→ READING TEXT
----

Tuesday, August 24, 2021


One of the principles on finances that my parents drilled into me throughout my childhood was "Never, ever co-sign a loan with anyone." 

Hubby and I have followed that advice to our benefit.

In my teen years their admonitions of "Don't co-sign on loans" also included examples of the tribulations of friends and relatives who struggled financially when the individual they "helped out" couldn't make their monthly payments.

Those examples stayed with me.

But only when I was an adult did I realize that their financial principle passed down to me was from the Bible. 

Eventually two verses related to my parents' financial admonitions caught my attention.

Proverbs 11:15 NIV Whoever puts up security for a stranger will surely suffer, but whoever refuses to shake hands in pledge is safe. Proverbs 11:15 NIV 

As I started reading the Bible through each year, I found more of my parents' pithy sayings that came from the Bible.

Another verse of wisdom that has guided our decisions:

Romans 13:8 ESV Owe no one anything, except to love each other, for the one who loves another has fulfilled the law. Romans 13:8 ESV 

And our parents' stance on co-signing did not mean they ignored the financial or health challenges that friends and relatives faced.They found other ways of helping rather than totally assuming someone else's debt.

----

→ THE PROBLEM
Please list every word or phrase that the blog post about co-signing loans places inside quotation marks.

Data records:
----

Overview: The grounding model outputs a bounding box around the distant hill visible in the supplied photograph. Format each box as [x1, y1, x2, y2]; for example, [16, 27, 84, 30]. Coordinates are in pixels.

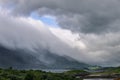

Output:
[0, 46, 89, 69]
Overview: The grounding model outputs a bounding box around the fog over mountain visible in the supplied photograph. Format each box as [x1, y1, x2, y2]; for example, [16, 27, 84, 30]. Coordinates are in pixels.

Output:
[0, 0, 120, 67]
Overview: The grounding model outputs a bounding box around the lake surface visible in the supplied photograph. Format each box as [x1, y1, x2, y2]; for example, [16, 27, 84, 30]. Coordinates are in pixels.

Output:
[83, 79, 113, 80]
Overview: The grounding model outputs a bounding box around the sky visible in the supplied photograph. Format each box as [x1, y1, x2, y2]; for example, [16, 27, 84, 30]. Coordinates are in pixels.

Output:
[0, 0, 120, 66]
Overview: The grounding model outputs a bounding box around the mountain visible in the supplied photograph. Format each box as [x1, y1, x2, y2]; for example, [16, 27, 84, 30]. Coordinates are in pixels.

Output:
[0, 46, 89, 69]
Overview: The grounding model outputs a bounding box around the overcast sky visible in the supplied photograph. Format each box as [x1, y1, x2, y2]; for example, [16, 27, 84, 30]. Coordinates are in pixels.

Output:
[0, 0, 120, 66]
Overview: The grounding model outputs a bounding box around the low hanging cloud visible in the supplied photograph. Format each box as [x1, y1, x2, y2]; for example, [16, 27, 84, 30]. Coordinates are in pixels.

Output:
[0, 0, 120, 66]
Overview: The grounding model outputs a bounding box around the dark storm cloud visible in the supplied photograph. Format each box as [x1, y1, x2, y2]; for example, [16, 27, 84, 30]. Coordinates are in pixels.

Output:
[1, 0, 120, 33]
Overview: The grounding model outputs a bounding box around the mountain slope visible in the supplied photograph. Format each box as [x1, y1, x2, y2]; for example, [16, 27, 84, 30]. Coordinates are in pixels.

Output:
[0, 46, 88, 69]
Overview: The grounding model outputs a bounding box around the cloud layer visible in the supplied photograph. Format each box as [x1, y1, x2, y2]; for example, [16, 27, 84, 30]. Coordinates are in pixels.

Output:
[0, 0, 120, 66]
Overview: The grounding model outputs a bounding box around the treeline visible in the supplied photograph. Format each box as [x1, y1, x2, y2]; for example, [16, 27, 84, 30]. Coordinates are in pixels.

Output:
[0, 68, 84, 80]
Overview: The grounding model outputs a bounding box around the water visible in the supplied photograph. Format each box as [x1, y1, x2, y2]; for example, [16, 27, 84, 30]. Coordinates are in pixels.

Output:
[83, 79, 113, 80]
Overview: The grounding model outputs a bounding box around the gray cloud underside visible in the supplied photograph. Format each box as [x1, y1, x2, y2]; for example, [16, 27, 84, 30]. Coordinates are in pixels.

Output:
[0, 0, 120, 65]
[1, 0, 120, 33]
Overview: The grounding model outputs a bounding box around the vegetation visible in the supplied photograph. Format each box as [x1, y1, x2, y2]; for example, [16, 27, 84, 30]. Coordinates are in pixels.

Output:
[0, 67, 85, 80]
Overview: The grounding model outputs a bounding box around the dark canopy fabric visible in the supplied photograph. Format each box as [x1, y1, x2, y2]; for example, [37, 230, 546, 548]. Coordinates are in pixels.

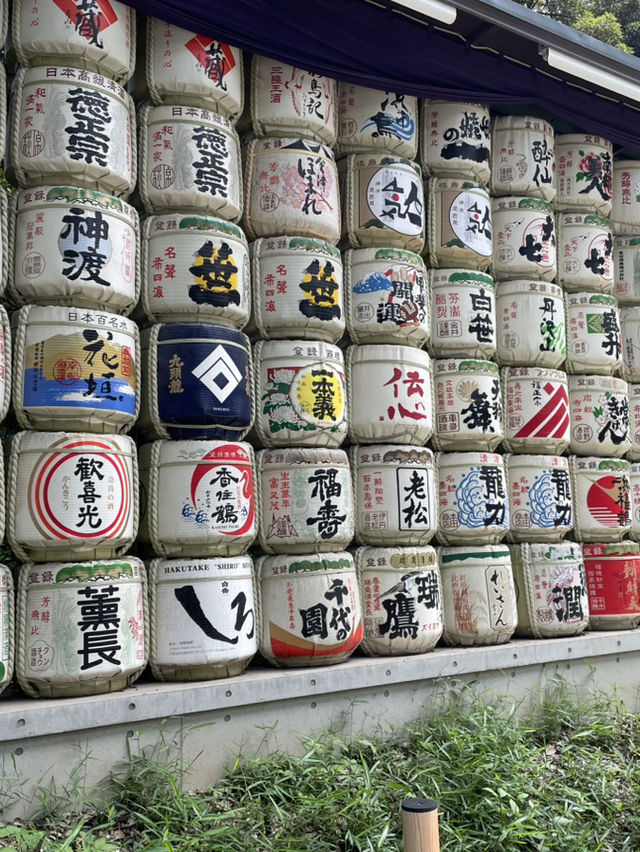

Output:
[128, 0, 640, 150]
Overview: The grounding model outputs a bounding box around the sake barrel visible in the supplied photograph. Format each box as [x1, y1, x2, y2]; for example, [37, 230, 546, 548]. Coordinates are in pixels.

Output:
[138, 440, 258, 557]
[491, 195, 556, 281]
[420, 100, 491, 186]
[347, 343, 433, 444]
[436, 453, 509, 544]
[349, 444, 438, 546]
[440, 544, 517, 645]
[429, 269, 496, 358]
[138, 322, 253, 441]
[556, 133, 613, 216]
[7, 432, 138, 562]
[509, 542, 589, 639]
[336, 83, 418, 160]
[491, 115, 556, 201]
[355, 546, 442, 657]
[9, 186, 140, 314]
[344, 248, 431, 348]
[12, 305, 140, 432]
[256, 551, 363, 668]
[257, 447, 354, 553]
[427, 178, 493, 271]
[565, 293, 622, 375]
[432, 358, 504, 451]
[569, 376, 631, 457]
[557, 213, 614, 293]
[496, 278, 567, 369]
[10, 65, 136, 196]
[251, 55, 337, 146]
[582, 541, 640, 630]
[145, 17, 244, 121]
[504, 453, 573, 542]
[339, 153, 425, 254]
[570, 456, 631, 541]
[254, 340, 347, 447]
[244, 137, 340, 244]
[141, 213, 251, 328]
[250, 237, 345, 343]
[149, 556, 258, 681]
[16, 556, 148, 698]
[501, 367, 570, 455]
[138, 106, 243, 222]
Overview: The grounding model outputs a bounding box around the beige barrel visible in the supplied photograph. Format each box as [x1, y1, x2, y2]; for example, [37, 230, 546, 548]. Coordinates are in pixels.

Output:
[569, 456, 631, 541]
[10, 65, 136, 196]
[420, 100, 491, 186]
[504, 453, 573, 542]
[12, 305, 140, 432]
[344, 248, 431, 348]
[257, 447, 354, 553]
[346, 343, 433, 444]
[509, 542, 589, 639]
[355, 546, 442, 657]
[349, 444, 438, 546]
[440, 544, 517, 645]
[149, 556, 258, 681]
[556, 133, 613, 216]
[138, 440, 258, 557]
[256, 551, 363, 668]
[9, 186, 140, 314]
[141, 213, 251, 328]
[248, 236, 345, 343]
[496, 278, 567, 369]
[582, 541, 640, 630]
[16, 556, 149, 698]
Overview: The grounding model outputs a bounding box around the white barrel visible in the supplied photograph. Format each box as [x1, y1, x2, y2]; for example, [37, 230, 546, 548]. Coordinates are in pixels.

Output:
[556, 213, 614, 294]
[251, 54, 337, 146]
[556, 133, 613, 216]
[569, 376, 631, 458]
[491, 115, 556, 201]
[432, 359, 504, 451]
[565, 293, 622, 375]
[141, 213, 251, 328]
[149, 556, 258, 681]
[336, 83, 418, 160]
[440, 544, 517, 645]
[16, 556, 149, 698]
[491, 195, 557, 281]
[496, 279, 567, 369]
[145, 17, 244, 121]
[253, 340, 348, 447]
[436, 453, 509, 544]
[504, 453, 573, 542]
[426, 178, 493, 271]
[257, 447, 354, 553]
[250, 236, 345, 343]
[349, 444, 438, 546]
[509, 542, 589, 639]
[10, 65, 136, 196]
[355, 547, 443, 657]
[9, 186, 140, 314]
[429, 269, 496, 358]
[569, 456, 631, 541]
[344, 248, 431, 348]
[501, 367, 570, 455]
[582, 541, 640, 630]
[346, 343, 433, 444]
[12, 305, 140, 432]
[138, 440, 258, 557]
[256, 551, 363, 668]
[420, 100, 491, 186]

----

→ RESPONSE TO THIS TASK
- "Never, ever co-sign a loan with anyone."
- "Don't co-sign on loans"
- "helped out"